▶ **SET TASK**: State only the number of lines in the listing below that contain the string "black". Matching is case-sensitive.

(Dataset rows)
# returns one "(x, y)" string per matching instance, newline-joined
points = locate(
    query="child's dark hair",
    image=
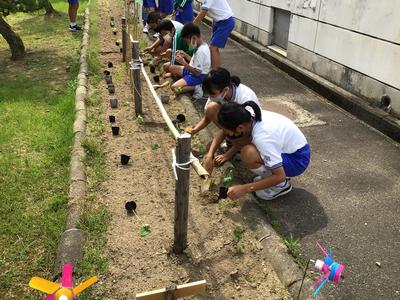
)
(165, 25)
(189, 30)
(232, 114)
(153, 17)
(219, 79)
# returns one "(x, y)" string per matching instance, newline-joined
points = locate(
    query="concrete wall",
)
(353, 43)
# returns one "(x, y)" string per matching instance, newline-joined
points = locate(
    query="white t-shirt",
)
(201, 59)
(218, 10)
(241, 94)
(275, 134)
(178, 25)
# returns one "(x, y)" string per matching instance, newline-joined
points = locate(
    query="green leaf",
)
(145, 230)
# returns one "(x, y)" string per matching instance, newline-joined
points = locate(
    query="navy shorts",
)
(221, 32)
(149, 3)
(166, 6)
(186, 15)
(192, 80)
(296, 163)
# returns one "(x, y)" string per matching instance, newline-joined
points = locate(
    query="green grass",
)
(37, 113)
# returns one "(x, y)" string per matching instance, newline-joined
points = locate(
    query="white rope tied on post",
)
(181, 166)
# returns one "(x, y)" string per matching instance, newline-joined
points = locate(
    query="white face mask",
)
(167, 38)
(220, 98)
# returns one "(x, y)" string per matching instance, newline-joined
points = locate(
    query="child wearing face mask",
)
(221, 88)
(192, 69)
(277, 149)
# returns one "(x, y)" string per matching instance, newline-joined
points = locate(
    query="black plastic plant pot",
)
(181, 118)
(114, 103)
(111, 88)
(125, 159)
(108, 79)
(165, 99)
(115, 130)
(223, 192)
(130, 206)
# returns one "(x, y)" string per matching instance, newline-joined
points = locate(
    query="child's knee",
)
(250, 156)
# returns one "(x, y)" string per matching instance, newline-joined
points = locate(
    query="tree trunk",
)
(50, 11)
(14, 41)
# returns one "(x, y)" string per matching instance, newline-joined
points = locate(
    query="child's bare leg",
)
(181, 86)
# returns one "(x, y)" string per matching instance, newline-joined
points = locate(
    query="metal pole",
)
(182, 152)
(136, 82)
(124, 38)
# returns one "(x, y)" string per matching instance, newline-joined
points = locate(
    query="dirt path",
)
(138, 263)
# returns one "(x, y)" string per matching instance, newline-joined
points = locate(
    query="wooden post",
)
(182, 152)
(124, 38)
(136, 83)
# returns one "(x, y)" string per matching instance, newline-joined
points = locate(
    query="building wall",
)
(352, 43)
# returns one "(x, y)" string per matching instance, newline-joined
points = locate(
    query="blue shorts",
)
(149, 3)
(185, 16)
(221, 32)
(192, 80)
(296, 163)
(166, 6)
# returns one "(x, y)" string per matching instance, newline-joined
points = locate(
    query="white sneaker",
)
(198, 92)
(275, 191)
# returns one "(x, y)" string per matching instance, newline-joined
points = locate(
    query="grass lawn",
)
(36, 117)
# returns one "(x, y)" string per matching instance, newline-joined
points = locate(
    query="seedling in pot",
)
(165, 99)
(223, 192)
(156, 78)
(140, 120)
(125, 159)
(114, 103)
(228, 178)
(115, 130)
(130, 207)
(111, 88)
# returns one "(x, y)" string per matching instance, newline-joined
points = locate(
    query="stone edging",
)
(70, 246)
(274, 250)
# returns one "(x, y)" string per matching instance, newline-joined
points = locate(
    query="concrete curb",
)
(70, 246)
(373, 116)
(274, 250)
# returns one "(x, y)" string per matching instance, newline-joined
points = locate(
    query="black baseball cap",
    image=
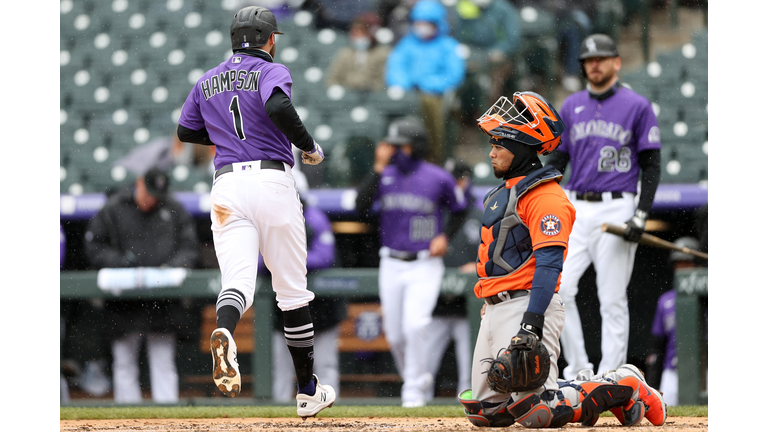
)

▶ **WRITTEN SOLUTION**: 2